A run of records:
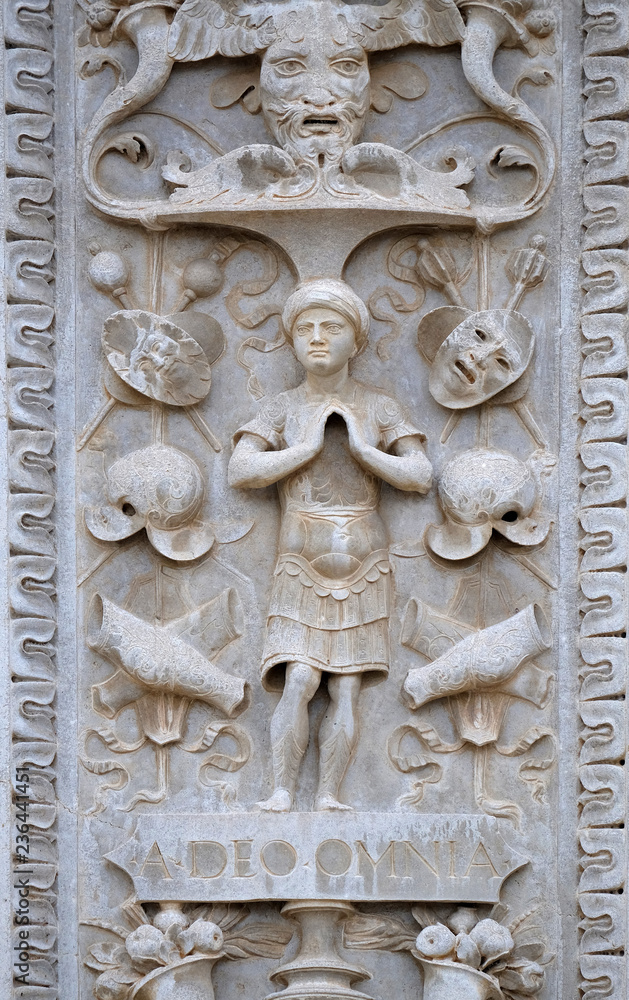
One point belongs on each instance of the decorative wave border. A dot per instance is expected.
(29, 233)
(603, 512)
(29, 329)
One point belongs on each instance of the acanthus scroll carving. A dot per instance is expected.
(314, 96)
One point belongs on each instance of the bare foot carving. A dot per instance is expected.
(280, 801)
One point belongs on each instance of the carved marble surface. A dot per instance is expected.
(318, 488)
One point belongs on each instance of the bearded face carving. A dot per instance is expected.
(314, 78)
(315, 91)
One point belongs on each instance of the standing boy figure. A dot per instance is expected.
(327, 444)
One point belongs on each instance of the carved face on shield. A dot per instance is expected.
(314, 89)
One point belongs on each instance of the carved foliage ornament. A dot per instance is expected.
(314, 92)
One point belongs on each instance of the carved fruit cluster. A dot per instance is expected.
(174, 933)
(468, 936)
(486, 945)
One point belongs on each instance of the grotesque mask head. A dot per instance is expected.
(486, 352)
(314, 81)
(314, 85)
(485, 490)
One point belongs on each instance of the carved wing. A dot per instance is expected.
(203, 28)
(399, 22)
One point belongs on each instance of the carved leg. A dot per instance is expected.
(289, 733)
(337, 738)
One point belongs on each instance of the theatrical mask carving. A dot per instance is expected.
(486, 490)
(161, 489)
(474, 355)
(471, 951)
(327, 444)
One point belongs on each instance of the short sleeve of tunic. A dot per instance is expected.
(394, 423)
(268, 423)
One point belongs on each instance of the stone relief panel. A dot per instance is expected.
(321, 394)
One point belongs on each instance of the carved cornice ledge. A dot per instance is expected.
(602, 834)
(29, 234)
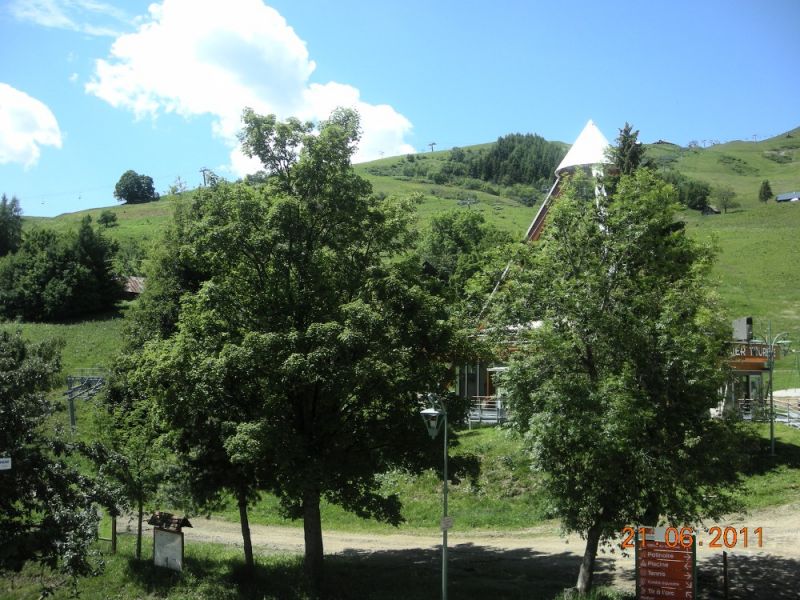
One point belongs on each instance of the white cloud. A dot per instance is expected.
(73, 15)
(192, 58)
(25, 124)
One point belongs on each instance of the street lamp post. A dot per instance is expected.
(435, 418)
(772, 341)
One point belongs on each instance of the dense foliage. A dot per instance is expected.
(613, 390)
(765, 191)
(134, 188)
(463, 256)
(10, 225)
(284, 342)
(520, 166)
(58, 276)
(518, 158)
(691, 193)
(46, 512)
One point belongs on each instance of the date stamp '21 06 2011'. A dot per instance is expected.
(719, 537)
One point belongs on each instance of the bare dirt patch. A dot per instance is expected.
(769, 572)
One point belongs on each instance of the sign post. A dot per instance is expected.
(666, 564)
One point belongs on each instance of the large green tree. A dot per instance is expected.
(620, 359)
(287, 340)
(46, 505)
(765, 191)
(57, 276)
(463, 256)
(134, 188)
(10, 225)
(725, 197)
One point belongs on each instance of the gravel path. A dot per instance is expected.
(781, 546)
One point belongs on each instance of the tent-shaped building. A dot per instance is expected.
(588, 153)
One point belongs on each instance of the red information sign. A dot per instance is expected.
(664, 570)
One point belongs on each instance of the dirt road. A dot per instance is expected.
(770, 571)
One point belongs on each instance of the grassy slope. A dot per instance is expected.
(213, 571)
(757, 271)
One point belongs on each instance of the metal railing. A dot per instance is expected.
(487, 409)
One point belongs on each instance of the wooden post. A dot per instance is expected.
(725, 575)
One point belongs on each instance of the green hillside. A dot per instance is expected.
(758, 266)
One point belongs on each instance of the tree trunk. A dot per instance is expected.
(139, 530)
(312, 527)
(248, 546)
(586, 573)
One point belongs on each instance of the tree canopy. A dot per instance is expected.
(765, 191)
(46, 512)
(57, 276)
(725, 197)
(134, 188)
(613, 390)
(10, 225)
(286, 350)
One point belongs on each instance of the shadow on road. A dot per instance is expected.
(750, 578)
(473, 572)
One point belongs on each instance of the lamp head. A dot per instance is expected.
(433, 420)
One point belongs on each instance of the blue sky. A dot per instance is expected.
(91, 88)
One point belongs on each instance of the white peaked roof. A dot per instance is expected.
(588, 149)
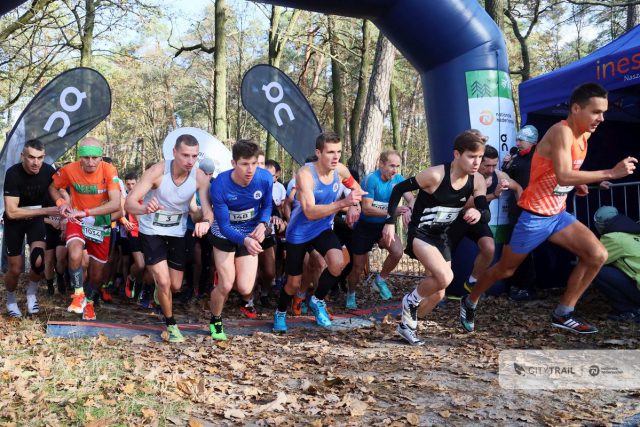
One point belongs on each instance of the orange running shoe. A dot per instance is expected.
(77, 303)
(89, 313)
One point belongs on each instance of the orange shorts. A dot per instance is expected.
(96, 250)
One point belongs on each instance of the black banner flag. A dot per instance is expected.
(280, 107)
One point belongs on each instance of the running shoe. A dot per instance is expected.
(468, 286)
(572, 323)
(130, 287)
(319, 309)
(217, 331)
(14, 311)
(89, 313)
(77, 303)
(280, 322)
(174, 334)
(351, 303)
(409, 335)
(105, 294)
(467, 316)
(296, 307)
(32, 304)
(380, 285)
(409, 313)
(248, 309)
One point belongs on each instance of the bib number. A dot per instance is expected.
(92, 233)
(242, 216)
(561, 190)
(166, 219)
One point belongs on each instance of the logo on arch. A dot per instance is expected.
(486, 117)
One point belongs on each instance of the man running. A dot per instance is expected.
(317, 186)
(167, 189)
(95, 199)
(555, 171)
(242, 205)
(25, 193)
(368, 230)
(443, 193)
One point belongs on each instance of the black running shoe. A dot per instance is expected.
(572, 323)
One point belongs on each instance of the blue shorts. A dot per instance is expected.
(531, 230)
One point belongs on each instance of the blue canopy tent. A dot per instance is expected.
(544, 101)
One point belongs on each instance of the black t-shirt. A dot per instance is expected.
(31, 189)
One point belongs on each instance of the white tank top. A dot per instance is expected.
(171, 220)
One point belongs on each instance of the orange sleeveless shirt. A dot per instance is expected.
(544, 196)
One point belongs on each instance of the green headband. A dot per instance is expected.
(89, 151)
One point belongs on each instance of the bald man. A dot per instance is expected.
(95, 202)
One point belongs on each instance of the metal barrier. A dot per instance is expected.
(624, 196)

**EXERCISE AIM**
Leave out all pictures and extract exactly the lines from the line with "One point belongs on each instance of the blue sky." through the end of the material.

**TASK RESULT**
One point belongs on each instance of the blue sky. A dot per instance is expected.
(91, 88)
One point belongs on each instance of the white peaked roof. A dot per instance is expected.
(588, 149)
One point belongs on each instance of the orange running shoe. A dot per instance is expected.
(77, 303)
(89, 313)
One point belongs on each instance of the orange shorts. A dot per instance is expected.
(96, 250)
One point belongs on each instance of the black banner flag. A dot per instance is expected.
(280, 107)
One point belongs on each instance of the running shoe. A dot per instance is expected.
(468, 286)
(572, 323)
(130, 287)
(319, 309)
(217, 331)
(14, 311)
(89, 313)
(77, 303)
(280, 322)
(174, 334)
(351, 303)
(409, 335)
(105, 294)
(467, 316)
(296, 307)
(32, 304)
(380, 285)
(409, 313)
(248, 309)
One point belongs on each instance of the bib number. A dot per instance is expected.
(92, 233)
(242, 216)
(561, 190)
(166, 219)
One point belongs on each instance of the logo on arch. A dot per instance is expected.
(486, 117)
One point belongs on each instance of the man running. A dot per instance is expected.
(317, 186)
(167, 189)
(95, 199)
(555, 171)
(242, 205)
(25, 193)
(368, 230)
(443, 193)
One point belongs on each instance of the black running shoe. A dot per instance is expected.
(572, 323)
One point belongs on each instance of the blue shorts. A dot per instance is expected.
(531, 230)
One point belongs on each instance of the blue canopy tent. A dot per instance is expected.
(544, 101)
One point belongs on each instance of the black t-shirt. A dot per instance is expected.
(31, 189)
One point belongs on each instance of the white tank top. A dot per instance is expected.
(171, 220)
One point belongs on each instance of the orange sleeveless shirt. A dot per instance is expected.
(544, 196)
One point belongs on each instance of the green headband. A dot per instance is expected.
(89, 151)
One point belongs on each instance of the bald man. A dot per instance is expected.
(95, 202)
One point belongs on each instance of the metal barrier. A dot per instance is expected.
(624, 196)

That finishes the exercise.